==== Provided information ====

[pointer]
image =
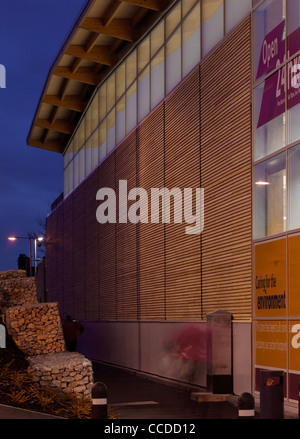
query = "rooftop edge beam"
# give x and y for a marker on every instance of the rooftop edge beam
(85, 75)
(50, 145)
(117, 28)
(60, 126)
(98, 54)
(73, 103)
(154, 5)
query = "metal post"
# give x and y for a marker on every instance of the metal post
(30, 269)
(246, 406)
(99, 401)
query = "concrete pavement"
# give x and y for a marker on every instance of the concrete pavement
(135, 397)
(131, 396)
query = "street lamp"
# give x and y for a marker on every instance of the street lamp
(14, 238)
(40, 239)
(36, 239)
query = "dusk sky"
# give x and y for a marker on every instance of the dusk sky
(31, 34)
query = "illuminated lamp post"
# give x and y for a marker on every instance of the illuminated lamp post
(39, 239)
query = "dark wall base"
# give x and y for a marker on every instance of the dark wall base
(219, 384)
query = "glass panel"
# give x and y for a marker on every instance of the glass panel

====

Looking at the data above, count each line that holds the word "glass" and report the count alone.

2